(Pointing dataset records)
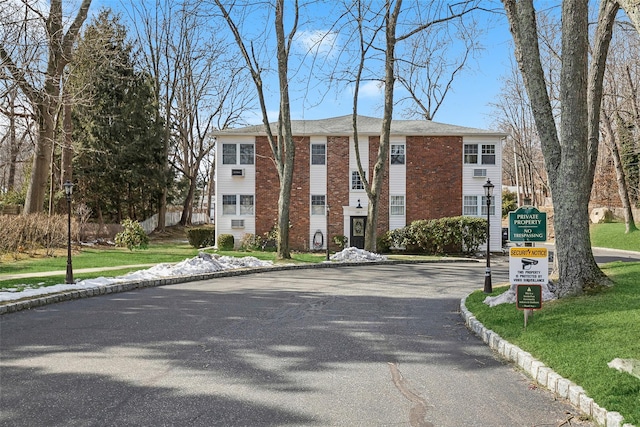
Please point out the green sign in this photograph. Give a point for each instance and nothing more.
(527, 224)
(529, 297)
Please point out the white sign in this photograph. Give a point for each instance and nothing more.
(528, 266)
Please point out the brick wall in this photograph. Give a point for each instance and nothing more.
(434, 177)
(338, 180)
(267, 192)
(267, 188)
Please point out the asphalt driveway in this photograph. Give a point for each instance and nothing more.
(370, 345)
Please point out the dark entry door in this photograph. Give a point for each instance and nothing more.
(358, 225)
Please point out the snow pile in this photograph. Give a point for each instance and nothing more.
(356, 255)
(510, 297)
(202, 264)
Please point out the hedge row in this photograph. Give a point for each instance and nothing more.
(461, 234)
(200, 237)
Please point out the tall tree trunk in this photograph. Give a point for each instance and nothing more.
(611, 142)
(570, 160)
(40, 171)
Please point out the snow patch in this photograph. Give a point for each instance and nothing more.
(202, 264)
(352, 254)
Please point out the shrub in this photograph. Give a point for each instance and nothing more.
(384, 243)
(132, 236)
(31, 233)
(454, 234)
(250, 242)
(226, 242)
(200, 237)
(509, 202)
(341, 241)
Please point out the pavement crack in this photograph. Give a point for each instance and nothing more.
(418, 411)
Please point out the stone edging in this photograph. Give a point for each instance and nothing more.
(542, 374)
(28, 303)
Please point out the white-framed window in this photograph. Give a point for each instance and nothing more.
(246, 204)
(483, 206)
(397, 154)
(231, 155)
(477, 206)
(318, 154)
(246, 154)
(396, 205)
(488, 154)
(471, 153)
(485, 153)
(237, 204)
(317, 204)
(229, 203)
(356, 181)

What the task requires:
Reproduce the lines verbatim, starting with the line containing "Please point out the hedge" and continuing through the final line, both included.

Solution:
Please point out the hedge row in this photograph. Give a point for each instance and nothing more.
(461, 234)
(200, 237)
Please point out the tall tree trunk in this photograph. Give a point for each instance and nothing more.
(611, 142)
(570, 160)
(40, 171)
Please point out the snow patch in this photograph. Give a point for each instance and nothing more.
(202, 264)
(352, 254)
Please point out the shrub in this photograph. Give a point for each instance and nothing more.
(384, 243)
(132, 236)
(31, 233)
(454, 234)
(250, 242)
(226, 242)
(200, 237)
(509, 202)
(341, 241)
Please point out the pavement crack in this photograph. Give a point for each instance and nothing more.
(418, 411)
Please point out the stone edging in this photograph. Give a point for each instance and nothing more.
(542, 374)
(28, 303)
Please point out the white-framed window in this photograph. Give a point for each instance and nothing more.
(246, 204)
(483, 206)
(397, 154)
(231, 155)
(477, 206)
(318, 154)
(246, 154)
(396, 205)
(488, 154)
(471, 153)
(485, 153)
(237, 204)
(317, 204)
(229, 203)
(356, 181)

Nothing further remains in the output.